━━━━━ Record list ━━━━━
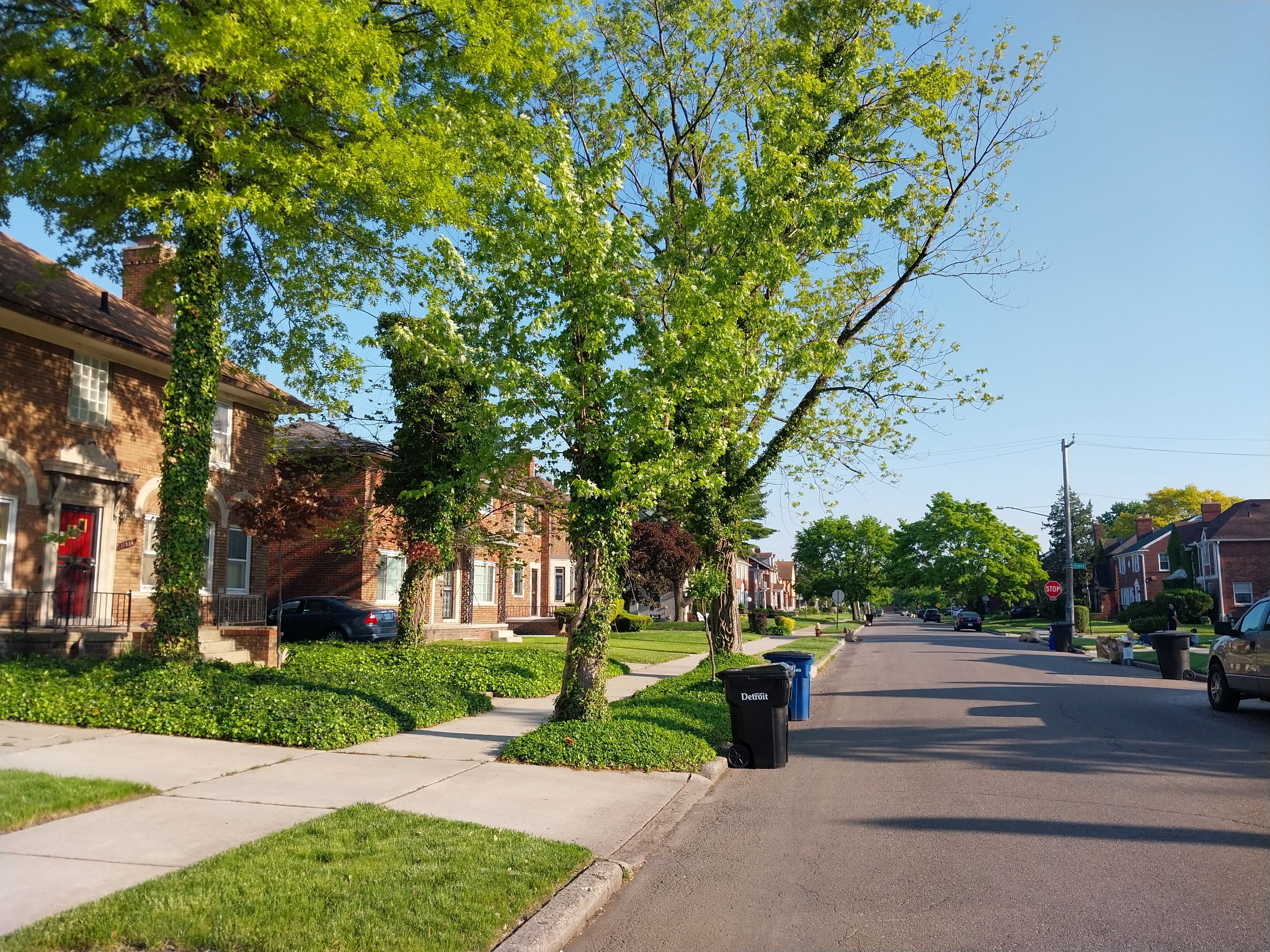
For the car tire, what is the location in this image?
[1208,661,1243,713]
━━━━━
━━━━━ Record list ━━━━━
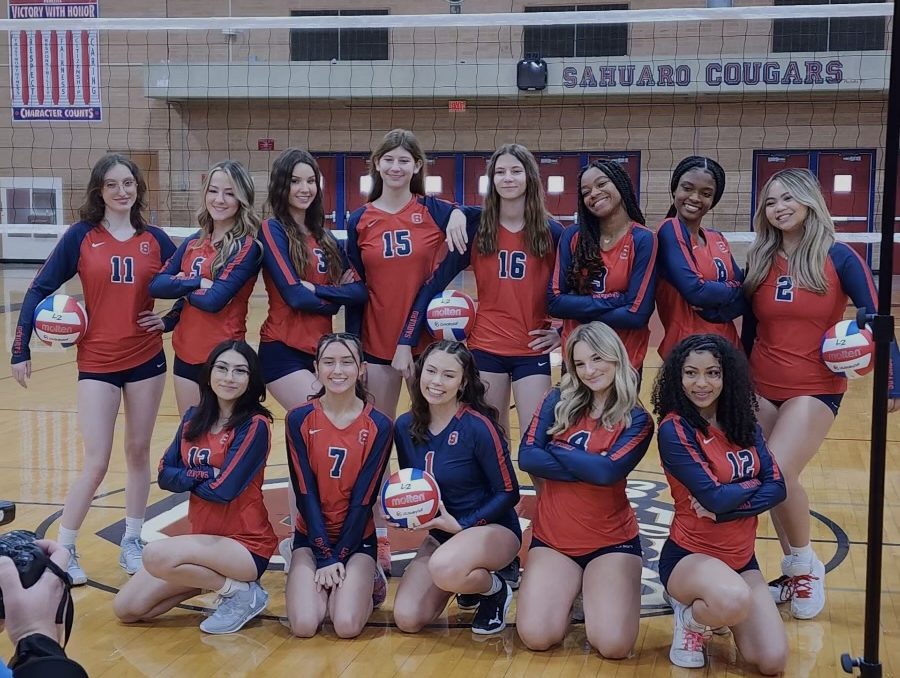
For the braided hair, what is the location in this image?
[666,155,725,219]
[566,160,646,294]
━━━━━
→ **Exercise**:
Copy out word for word the lines from the one containing "For the car" through the one containing "[1208,661,1243,713]", with both of those lines included.

→ **Complete response**:
For the car tire, what is the location in this image?
[1208,661,1243,713]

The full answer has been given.